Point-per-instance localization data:
────────
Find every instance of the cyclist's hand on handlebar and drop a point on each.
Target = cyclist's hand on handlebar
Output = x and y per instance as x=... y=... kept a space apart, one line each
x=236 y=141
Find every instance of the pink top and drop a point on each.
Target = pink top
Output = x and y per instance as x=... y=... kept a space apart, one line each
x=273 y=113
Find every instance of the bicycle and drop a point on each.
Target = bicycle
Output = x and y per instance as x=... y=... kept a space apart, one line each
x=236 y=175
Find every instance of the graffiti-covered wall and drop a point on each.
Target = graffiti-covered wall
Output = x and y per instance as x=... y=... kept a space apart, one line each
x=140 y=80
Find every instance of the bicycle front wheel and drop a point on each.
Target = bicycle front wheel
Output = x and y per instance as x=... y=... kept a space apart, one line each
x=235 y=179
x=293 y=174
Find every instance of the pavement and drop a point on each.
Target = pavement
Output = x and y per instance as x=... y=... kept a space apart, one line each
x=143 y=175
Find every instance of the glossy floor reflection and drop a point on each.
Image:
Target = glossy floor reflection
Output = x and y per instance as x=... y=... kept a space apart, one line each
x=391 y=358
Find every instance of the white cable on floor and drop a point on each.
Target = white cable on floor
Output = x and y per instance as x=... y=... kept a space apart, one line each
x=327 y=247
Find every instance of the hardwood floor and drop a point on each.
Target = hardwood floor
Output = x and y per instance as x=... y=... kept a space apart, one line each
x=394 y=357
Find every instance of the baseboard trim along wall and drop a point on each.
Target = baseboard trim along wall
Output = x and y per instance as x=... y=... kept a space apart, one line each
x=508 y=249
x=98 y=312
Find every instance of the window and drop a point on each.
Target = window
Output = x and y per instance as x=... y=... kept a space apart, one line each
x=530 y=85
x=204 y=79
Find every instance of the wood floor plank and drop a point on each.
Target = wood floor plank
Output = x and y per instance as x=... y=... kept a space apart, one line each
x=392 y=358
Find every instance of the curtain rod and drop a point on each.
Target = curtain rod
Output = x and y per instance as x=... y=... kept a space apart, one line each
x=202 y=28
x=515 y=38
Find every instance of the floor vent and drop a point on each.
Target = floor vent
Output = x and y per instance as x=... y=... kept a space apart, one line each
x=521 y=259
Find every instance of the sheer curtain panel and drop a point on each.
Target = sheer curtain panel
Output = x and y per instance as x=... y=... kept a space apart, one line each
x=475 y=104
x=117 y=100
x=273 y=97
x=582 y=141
────────
Give back exactly the lines above, from the line containing "Find every instance of the bicycle front" through the line containing "Target = pavement", with both end lines and nothing more.

## Solution for this exercise
Find every instance of the bicycle front wheel and drop a point on each.
Target = bicycle front wheel
Output = x and y per instance as x=... y=... kept a space apart, one line each
x=235 y=179
x=293 y=174
Find every instance of the pavement and drop a point on each.
Target = pavement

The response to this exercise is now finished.